Estratto del documento
::::::::::
Vita e Natura. Etica ed ecologia del diritto. 

Vita e Natura. Etica ed ecologia del diritto, ovvero accogliere e farsi scuotere dal Perturbante, destigmatizzando la diversità in un percorso di cura che restituisce la parola ai silenziati dalla presunzione della normalità. 

I club, comunità relazionali nella condivisione, sono pronti a cambiare la cultura del diritto individuale ed egocentrico, estraneo alla centralità del bene comune? Come fare, tra scienza, esperienza, politica ed apprendimento?

Il Perturbante, colui che bussa alle porte della consuetudine, svelando il dischiudersi di una diversità rimossa, la sorpresa, inevitabile, nel corso di una vita trascorsa in un conformismo apparentemente quieto nel quale l’imprevedibilità non trova accoglienza. La Diversità, silenziata da una cultura che pretende di poter definire la normalità all’ombra di una scienza paludata che non lascia alcuno spazio al dubbio fecondo. La Devianza stigmatizzata e sacrificata da una presuntuosa ed ipocrita morale che riprende antiche consuetudini che nel Testo Sacro troviamo nelle posture esistenziali dei farisei, dei dottori della legge e degli anziani del tempio.
::::::::::
Estratto dei dati
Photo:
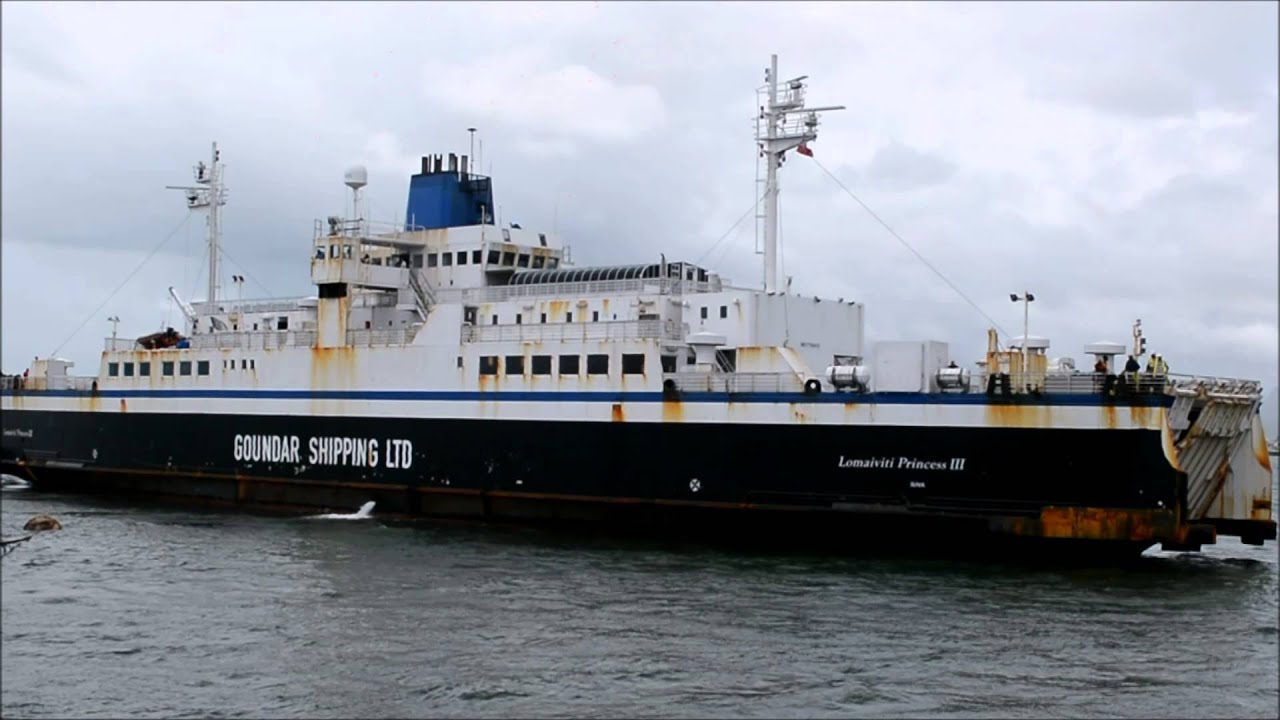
::::::::::
Esercizio scritto 1
Secondo il testo su etica ed ecologia del diritto, chi è il Perturbante?
Esercizio scritto 2
Ripeti il passo del testo su etica ed ecologia del diritto da "I club, comunità" fino a "politica ed apprendimento?" compreso.
I dati provengono da un'altra fonte.

Risultato atteso 1
È colui che bussa alle porte della consuetudine.

Risultato atteso 2
I club, comunità relazionali nella condivisione, sono pronti a cambiare la cultura del diritto individuale ed egocentrico, estraneo alla centralità del bene comune? Come fare, tra scienza, esperienza, politica ed apprendimento?